**Teks Bacaan**
***

Sabtu, 01 April 2017

korelasi dispensasi nikah dan kaidah fiqhiyah

latar belakang
Istilah perkawinan dibawah umur dalam kalangan pakar hukum Islam sebenrarnya masih simpang siur yang pada akhirnya menghasilkan kesepakaran yang berbeda. Maksud pernikahan di bawah umur menurut pendapat mayoritas yaitu orang yang belum mencapai baligh bagi pria dengan ditandai keluarnya air mani dan belum mencapai menstruasi bagi wanita yang menurut fiqh Syafi’i minimal dapat terjadi pada usia 9 tahun. Sedangakan Imam Hanafi berpendapat bahwa usia baligh bagi anak laki-laki adalah 18 tahun, sedangkan perempuan adalah 17 tahun, sementara Abu Yusuf, Muhammad bin Hasan, dan Syafi’i menyebut usia 15 tahun sebagai tanda baligh, baik untuk laki-laki maupun perempuan.[1]
Dalam pasal 7 Undang-Undang No.1 Tahun 1974, batas usia perkawinan adalah 19 tahun bagi laki-laki dan 16 tahun bagi perempuan, jika melakukan penyimpangan dari ketentuan usia di atas, maka dapat di selesaikan melalui dispensasi perkwinan di Pengadilan Agama. Kemudian Kompilasi Hukum Islam menetapkan usia perkwinan berdasarkan ketetapan yang tertera dalam Undang-Undang No.1 Tahun 1974 yaitu 16 tahun bagi perempuan dan 19 tahun bagi laki-laki.
Selain UUP di atas, Indonesia memiliki beberapa perundang-undangan yang berkaitan dengan usia dewasa, diantaranya adalah BW (hukum perdata), KUHPid, UU BKKBN, UUPA (Perlindaungan Anak). Dalam hukum perdata Indonesia Usia dewasa yaitu 18 tahun, KUHPid menetapkan usia dewasa adalah 21 tahun. BKKBN menginginkan usia perkawinan adalah 25 bagi laki-laki, dan 21 tahun bagi perempuan. UUPA pasal 4 ayat (1) menetapkan usia dewasa adalah 18 tahun bagi laki-laki, dan 18 tahun bagi perempuan.
Latar belakang terjadinya perbedaan dalam penetapan usia dewasa menurut perundang-undangan yang ada di Indonesia dipengaruhi oleh akibat mental dalam pelaksanaan undang-undang tersebut, karena dalam penerapan hukuman perdata tidaklah sama dengan hukuman pidana.

***

(Entri dari kumpulan anotasi titik)

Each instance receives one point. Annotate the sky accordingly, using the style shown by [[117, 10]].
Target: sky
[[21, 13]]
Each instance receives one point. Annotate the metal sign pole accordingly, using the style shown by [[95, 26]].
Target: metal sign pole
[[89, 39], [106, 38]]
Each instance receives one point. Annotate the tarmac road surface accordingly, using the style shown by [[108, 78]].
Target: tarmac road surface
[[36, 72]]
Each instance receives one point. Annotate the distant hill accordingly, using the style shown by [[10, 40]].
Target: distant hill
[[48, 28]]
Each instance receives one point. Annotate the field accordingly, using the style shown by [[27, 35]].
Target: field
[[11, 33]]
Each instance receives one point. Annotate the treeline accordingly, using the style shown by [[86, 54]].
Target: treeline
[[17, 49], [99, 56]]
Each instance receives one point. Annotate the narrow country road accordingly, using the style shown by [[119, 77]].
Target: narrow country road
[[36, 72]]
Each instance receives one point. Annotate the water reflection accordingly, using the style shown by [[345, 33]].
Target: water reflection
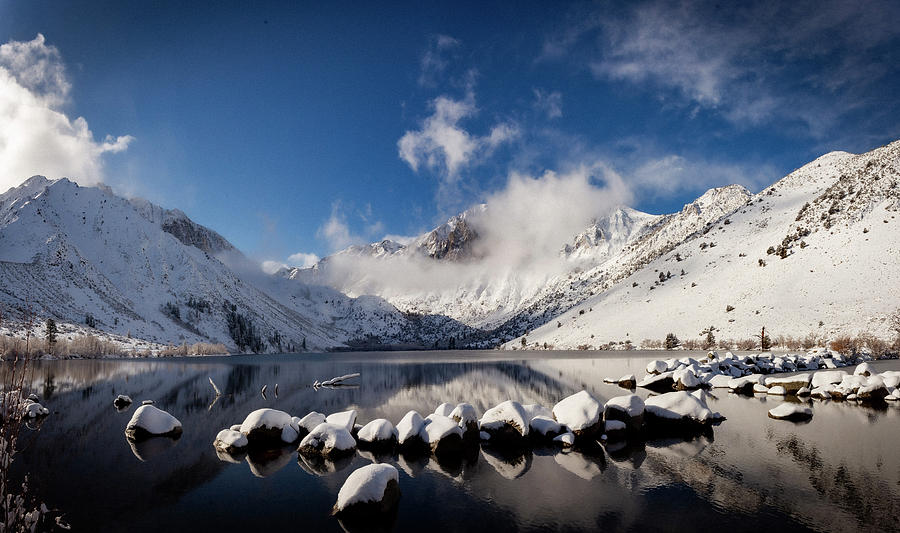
[[839, 472]]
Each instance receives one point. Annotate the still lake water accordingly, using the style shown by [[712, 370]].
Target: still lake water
[[840, 472]]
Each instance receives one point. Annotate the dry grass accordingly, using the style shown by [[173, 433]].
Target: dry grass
[[200, 348]]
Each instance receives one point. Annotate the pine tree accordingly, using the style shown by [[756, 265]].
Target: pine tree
[[51, 334], [672, 341]]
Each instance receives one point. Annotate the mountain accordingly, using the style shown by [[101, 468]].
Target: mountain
[[813, 254], [707, 254], [83, 254]]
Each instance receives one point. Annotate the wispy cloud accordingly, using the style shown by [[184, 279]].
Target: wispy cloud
[[548, 102], [803, 62], [303, 260], [36, 136], [443, 145]]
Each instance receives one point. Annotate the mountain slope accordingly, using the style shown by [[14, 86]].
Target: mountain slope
[[83, 254], [828, 235]]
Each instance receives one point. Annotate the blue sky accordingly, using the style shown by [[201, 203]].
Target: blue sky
[[302, 127]]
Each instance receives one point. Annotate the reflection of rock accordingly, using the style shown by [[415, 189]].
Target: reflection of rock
[[122, 402], [368, 499], [265, 462], [323, 465], [679, 413], [230, 441], [148, 448], [582, 465], [369, 492], [791, 412], [507, 463], [234, 458], [627, 452]]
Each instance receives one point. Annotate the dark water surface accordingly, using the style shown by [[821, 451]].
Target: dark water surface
[[840, 472]]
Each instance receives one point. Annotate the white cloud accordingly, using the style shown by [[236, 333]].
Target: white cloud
[[667, 174], [335, 231], [520, 235], [36, 137], [443, 145], [303, 260], [548, 102], [271, 267]]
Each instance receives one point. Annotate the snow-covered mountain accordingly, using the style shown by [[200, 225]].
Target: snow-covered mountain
[[716, 241], [84, 255], [815, 253]]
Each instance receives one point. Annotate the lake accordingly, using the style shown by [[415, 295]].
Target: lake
[[839, 472]]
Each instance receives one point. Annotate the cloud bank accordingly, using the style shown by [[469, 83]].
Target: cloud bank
[[37, 137]]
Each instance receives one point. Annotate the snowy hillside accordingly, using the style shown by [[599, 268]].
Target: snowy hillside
[[814, 217], [814, 253], [84, 255]]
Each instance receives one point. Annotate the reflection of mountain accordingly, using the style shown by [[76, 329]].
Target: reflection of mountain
[[753, 469]]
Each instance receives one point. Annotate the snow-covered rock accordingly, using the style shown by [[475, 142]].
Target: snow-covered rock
[[545, 427], [465, 415], [442, 434], [864, 369], [328, 439], [581, 413], [628, 409], [411, 430], [148, 421], [344, 418], [370, 490], [308, 422], [377, 432], [679, 408], [444, 409], [791, 411], [662, 382], [266, 426], [230, 441], [507, 421]]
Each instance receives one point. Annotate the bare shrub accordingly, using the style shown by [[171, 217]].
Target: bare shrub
[[746, 344], [844, 345], [691, 344], [651, 344], [810, 341]]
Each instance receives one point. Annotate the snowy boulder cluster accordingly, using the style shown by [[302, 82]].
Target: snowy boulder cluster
[[749, 374]]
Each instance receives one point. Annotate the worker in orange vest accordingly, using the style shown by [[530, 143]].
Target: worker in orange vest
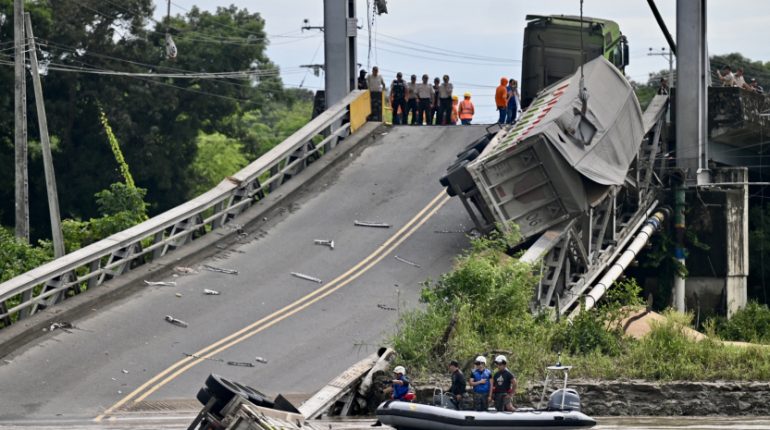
[[466, 110], [453, 116]]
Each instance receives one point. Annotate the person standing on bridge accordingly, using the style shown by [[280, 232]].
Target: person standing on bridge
[[457, 390], [501, 100], [466, 110], [411, 100], [425, 96], [398, 99], [434, 102], [362, 85], [444, 102], [513, 101], [455, 102], [504, 385], [376, 86]]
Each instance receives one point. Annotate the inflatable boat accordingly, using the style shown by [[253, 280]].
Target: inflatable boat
[[561, 412], [405, 415]]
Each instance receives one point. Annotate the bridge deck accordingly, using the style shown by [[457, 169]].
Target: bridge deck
[[80, 373]]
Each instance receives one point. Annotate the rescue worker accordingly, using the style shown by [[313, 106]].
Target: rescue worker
[[425, 95], [376, 85], [504, 385], [513, 101], [480, 381], [362, 84], [411, 100], [398, 99], [453, 119], [458, 384], [434, 102], [501, 99], [466, 110], [444, 101], [399, 390]]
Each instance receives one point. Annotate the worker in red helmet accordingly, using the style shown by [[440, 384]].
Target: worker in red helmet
[[466, 110]]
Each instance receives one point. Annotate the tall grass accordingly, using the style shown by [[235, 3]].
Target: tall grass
[[483, 306]]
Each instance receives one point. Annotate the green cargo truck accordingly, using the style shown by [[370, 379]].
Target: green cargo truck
[[552, 49]]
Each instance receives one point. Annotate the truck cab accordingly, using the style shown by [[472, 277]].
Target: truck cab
[[552, 49]]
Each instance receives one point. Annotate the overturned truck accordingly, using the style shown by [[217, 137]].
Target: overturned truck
[[576, 174]]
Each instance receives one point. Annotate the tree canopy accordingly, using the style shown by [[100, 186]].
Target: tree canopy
[[162, 123]]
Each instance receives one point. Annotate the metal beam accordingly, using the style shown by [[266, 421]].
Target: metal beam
[[692, 91], [340, 29]]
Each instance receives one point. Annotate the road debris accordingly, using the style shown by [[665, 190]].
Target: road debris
[[307, 277], [198, 357], [220, 270], [403, 260], [371, 224], [324, 242], [240, 364], [175, 321], [64, 326], [160, 283]]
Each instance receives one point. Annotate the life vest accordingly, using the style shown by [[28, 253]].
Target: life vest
[[466, 109]]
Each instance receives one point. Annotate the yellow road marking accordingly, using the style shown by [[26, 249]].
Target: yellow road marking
[[286, 311]]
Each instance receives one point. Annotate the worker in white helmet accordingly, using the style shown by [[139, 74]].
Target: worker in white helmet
[[504, 385], [399, 390], [480, 381]]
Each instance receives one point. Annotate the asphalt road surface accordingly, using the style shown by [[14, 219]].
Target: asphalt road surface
[[127, 357]]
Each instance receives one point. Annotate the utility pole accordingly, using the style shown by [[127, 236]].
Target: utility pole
[[45, 143], [20, 120]]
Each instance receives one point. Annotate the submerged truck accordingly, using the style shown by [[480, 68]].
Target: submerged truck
[[552, 49]]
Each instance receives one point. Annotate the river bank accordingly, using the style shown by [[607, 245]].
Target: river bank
[[630, 398]]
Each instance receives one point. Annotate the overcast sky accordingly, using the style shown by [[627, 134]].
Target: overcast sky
[[482, 28]]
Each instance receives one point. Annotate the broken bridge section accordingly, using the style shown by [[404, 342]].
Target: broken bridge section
[[294, 336]]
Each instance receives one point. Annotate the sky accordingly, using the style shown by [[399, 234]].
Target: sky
[[492, 29]]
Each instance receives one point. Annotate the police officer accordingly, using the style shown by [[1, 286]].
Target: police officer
[[411, 100], [425, 95], [398, 99]]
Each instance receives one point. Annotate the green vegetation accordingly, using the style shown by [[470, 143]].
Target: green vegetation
[[168, 128], [750, 324], [483, 306]]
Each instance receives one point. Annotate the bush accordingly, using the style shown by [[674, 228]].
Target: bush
[[750, 324]]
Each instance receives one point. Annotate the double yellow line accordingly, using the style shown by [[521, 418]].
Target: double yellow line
[[353, 273]]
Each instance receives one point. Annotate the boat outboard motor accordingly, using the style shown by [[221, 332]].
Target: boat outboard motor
[[570, 397]]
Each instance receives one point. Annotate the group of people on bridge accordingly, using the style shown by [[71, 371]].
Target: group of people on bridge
[[422, 102], [737, 79]]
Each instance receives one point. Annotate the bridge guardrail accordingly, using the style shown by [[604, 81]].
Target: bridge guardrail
[[116, 255]]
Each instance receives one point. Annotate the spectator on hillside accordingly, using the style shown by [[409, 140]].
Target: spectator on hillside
[[726, 77]]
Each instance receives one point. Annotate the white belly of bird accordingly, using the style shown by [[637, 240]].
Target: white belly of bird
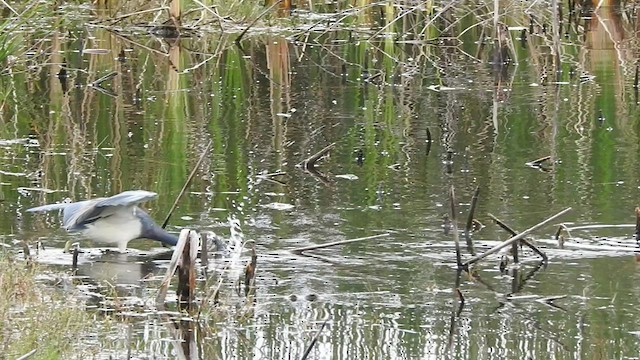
[[119, 228]]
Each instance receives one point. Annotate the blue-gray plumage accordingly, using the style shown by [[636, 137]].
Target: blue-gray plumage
[[116, 219]]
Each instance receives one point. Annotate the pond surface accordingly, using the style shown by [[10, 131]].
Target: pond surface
[[407, 120]]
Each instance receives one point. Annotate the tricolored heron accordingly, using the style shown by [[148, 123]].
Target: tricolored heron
[[116, 219]]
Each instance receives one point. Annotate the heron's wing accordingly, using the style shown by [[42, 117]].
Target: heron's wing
[[91, 210], [127, 198]]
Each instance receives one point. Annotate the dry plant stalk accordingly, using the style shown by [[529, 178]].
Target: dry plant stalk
[[454, 224], [513, 239]]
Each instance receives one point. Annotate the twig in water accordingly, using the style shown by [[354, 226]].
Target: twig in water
[[109, 76], [524, 241], [299, 251], [468, 228], [455, 313], [204, 255], [250, 273], [27, 355], [540, 163], [513, 239], [239, 38], [187, 272], [186, 184], [314, 341], [428, 142], [461, 302], [454, 224], [173, 264], [26, 251], [637, 224], [310, 162]]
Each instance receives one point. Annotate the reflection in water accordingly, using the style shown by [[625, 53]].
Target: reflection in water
[[408, 120]]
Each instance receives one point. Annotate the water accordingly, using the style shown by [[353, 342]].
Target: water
[[406, 124]]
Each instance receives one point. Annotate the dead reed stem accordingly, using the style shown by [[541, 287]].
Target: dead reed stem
[[299, 251], [454, 224], [467, 229], [310, 162], [513, 239], [314, 340], [187, 271], [186, 184], [173, 265], [524, 241]]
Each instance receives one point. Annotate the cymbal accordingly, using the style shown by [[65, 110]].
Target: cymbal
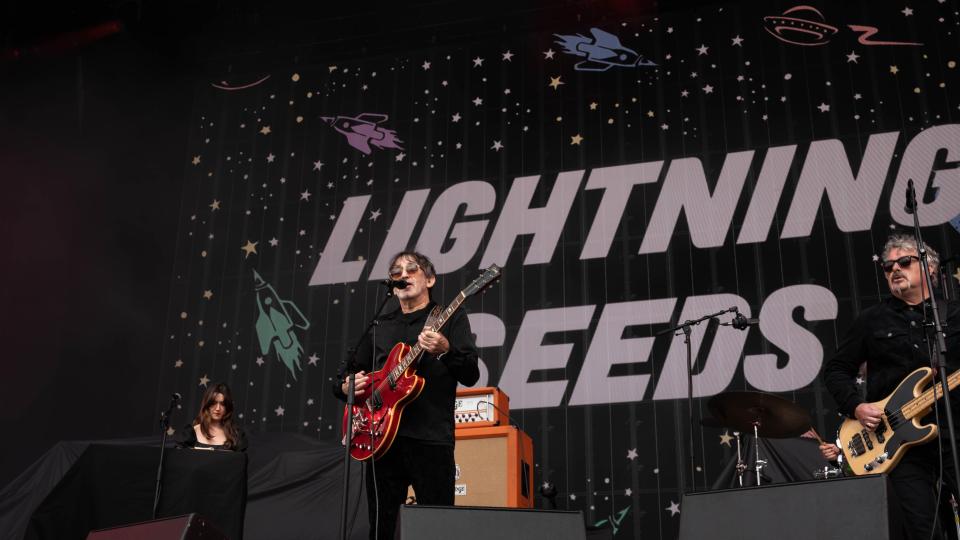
[[775, 417]]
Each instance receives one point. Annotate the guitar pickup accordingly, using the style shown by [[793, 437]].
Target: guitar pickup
[[866, 437], [856, 445]]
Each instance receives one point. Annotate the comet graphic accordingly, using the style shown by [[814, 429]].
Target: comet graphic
[[362, 131], [603, 51], [275, 323]]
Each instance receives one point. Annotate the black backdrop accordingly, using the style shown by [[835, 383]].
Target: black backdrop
[[586, 283]]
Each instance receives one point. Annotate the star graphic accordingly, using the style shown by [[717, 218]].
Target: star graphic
[[249, 248], [726, 438]]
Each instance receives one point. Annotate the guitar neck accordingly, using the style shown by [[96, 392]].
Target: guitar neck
[[438, 323], [925, 400]]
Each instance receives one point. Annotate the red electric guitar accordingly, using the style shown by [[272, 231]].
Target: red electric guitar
[[378, 407]]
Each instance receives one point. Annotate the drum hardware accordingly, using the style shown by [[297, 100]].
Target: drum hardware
[[767, 415]]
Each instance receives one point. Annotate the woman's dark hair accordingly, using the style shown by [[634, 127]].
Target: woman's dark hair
[[204, 419]]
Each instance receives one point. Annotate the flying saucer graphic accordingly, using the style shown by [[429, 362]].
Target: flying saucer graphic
[[800, 25]]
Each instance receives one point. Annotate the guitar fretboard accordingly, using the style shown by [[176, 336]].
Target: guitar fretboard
[[924, 401]]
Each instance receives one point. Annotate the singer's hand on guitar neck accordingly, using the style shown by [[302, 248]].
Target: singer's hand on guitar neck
[[433, 342], [362, 381], [868, 415]]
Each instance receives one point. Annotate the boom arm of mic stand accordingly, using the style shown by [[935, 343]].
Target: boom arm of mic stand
[[940, 342]]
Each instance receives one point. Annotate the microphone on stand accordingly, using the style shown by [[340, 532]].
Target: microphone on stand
[[911, 204]]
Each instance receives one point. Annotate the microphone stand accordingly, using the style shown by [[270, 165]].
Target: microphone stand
[[686, 328], [939, 360], [351, 391], [164, 426]]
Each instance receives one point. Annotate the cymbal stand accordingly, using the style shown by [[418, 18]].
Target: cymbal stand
[[757, 462], [741, 466]]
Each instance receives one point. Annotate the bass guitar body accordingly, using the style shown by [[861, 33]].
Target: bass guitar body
[[879, 451], [377, 409]]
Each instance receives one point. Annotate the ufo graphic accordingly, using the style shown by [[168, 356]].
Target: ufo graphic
[[800, 25]]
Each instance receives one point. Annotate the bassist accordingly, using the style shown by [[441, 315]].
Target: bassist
[[422, 453], [890, 337]]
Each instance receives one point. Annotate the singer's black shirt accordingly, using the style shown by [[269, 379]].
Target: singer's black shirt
[[429, 417], [890, 338]]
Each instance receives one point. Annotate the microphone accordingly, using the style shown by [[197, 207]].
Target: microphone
[[911, 205]]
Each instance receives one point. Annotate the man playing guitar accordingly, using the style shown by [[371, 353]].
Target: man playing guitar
[[891, 338], [421, 455]]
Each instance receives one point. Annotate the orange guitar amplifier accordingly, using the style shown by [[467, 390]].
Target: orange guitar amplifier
[[494, 467], [481, 407]]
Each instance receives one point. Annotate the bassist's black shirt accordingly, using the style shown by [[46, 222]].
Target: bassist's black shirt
[[889, 337], [429, 417]]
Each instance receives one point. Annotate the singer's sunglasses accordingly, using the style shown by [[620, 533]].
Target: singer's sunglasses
[[904, 262], [397, 271]]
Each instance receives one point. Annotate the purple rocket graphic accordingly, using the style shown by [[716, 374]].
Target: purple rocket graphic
[[361, 131]]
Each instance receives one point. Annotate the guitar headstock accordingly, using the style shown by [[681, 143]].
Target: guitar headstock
[[483, 281]]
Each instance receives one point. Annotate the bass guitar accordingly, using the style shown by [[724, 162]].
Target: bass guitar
[[879, 451], [379, 406]]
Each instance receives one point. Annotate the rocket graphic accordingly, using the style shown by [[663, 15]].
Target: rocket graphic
[[362, 130], [603, 52], [275, 323]]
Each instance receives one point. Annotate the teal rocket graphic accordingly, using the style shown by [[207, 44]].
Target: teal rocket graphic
[[275, 323]]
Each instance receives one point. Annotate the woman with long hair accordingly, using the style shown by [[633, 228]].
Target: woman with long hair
[[213, 428]]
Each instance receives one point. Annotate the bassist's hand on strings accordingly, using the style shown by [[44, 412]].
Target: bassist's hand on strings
[[868, 415], [433, 342], [362, 381]]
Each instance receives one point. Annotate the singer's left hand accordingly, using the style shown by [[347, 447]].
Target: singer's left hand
[[433, 342]]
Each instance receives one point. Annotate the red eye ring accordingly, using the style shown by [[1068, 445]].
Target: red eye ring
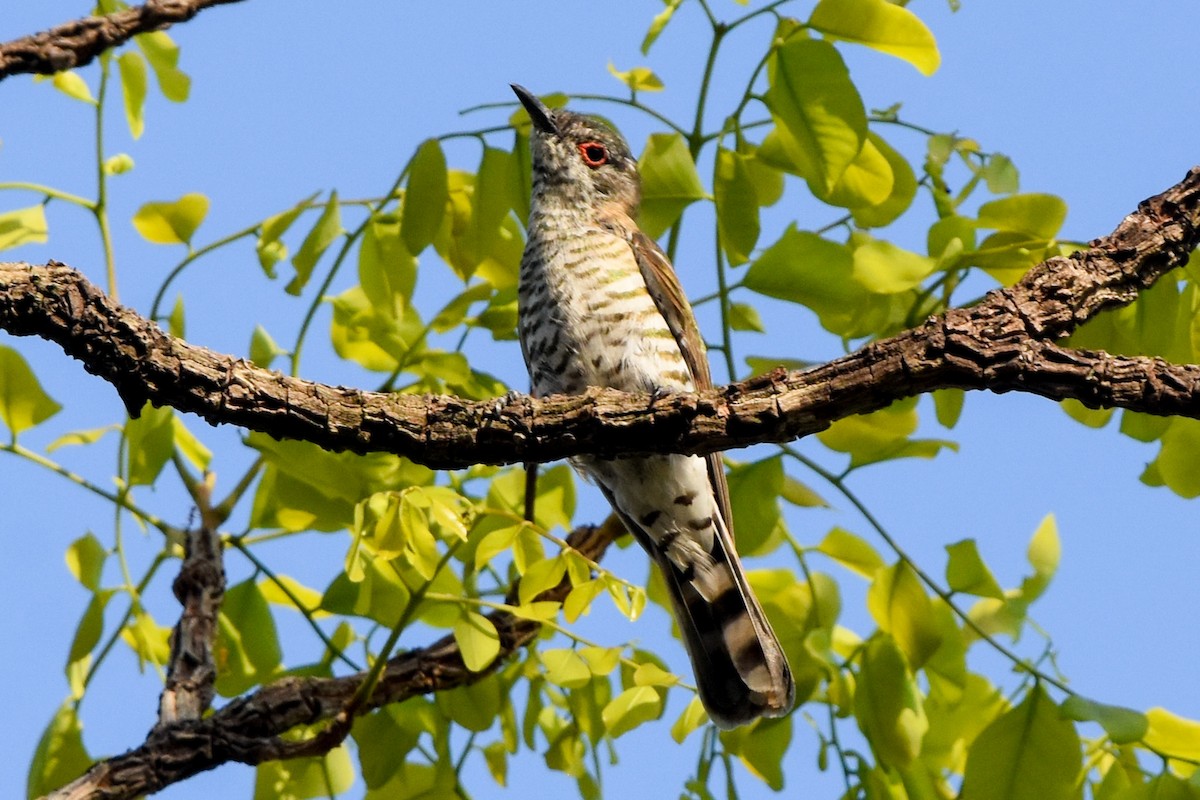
[[594, 154]]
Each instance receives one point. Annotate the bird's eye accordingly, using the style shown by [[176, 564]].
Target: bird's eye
[[594, 154]]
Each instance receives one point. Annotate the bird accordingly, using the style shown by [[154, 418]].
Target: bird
[[600, 305]]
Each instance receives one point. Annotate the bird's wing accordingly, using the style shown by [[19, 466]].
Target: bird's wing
[[672, 304]]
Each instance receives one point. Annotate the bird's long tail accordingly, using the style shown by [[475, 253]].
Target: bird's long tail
[[739, 666]]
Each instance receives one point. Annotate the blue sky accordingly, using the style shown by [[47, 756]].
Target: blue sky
[[1093, 101]]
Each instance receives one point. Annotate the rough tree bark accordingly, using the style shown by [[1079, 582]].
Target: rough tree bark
[[1005, 343], [76, 43]]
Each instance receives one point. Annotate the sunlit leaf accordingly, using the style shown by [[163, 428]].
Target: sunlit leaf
[[246, 650], [630, 709], [1037, 215], [636, 78], [71, 84], [659, 22], [60, 756], [888, 704], [1123, 726], [133, 89], [851, 551], [478, 641], [172, 222], [899, 605], [23, 402], [965, 571], [1031, 752], [23, 227], [821, 122], [149, 441], [670, 182], [85, 559], [1173, 734], [162, 53], [882, 25]]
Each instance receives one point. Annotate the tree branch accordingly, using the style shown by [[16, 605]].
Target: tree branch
[[247, 729], [1005, 343], [199, 588], [76, 43]]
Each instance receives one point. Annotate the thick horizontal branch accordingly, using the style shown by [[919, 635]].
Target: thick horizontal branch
[[76, 43], [999, 344], [247, 729]]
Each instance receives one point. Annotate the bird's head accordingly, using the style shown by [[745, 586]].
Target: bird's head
[[579, 160]]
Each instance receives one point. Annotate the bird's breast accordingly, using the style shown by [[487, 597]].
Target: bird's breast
[[586, 317]]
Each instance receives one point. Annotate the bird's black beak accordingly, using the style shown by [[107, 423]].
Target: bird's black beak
[[538, 110]]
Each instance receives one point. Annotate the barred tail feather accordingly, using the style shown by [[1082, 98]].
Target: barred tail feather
[[739, 666]]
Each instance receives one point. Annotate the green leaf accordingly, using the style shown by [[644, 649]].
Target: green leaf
[[162, 53], [881, 435], [1123, 726], [888, 704], [852, 552], [72, 85], [1037, 215], [754, 498], [899, 605], [246, 650], [172, 222], [659, 22], [23, 403], [269, 248], [85, 559], [328, 228], [23, 227], [1001, 174], [133, 88], [1177, 463], [497, 758], [1170, 733], [1029, 753], [761, 749], [636, 78], [148, 639], [904, 188], [478, 641], [948, 405], [881, 25], [867, 181], [801, 494], [630, 709], [541, 576], [820, 119], [690, 720], [883, 268], [299, 779], [60, 756], [149, 441], [813, 271], [670, 182], [965, 571], [737, 205], [490, 202], [565, 668], [118, 164], [1044, 553]]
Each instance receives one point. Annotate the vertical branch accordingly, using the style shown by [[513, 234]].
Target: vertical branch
[[199, 588]]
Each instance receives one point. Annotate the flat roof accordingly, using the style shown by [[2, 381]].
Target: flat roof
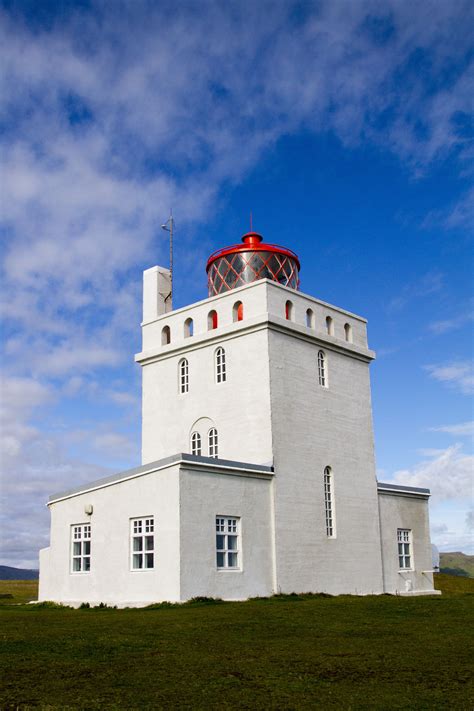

***

**Soal Latihan**
1. Jawablah pertanyaan berikut berdasarkan bacaan tentang usia perkawinan.
(a) Menurut Imam Hanafi, pada usia berapa anak laki-laki mencapai baligh?
(b) Berapa batas usia perkawinan bagi perempuan menurut pasal 7 Undang-Undang No.1 Tahun 1974?
(c) Berapa usia dewasa yang ditetapkan KUHPid?
2. Salin seluruh bagian bacaan tentang usia perkawinan, mulai dari "Latar belakang terjadinya" terus sampai "dengan hukuman pidana.".
Materi tersebut tidak berhubungan dengan bacaan tentang usia perkawinan.

**Kunci Jawaban**
1.
(a) 18 tahun
(b) 16 tahun
(c) 21 tahun

2.
Latar belakang terjadinya perbedaan dalam penetapan usia dewasa menurut perundang-undangan yang ada di Indonesia dipengaruhi oleh akibat mental dalam pelaksanaan undang-undang tersebut, karena dalam penerapan hukuman perdata tidaklah sama dengan hukuman pidana.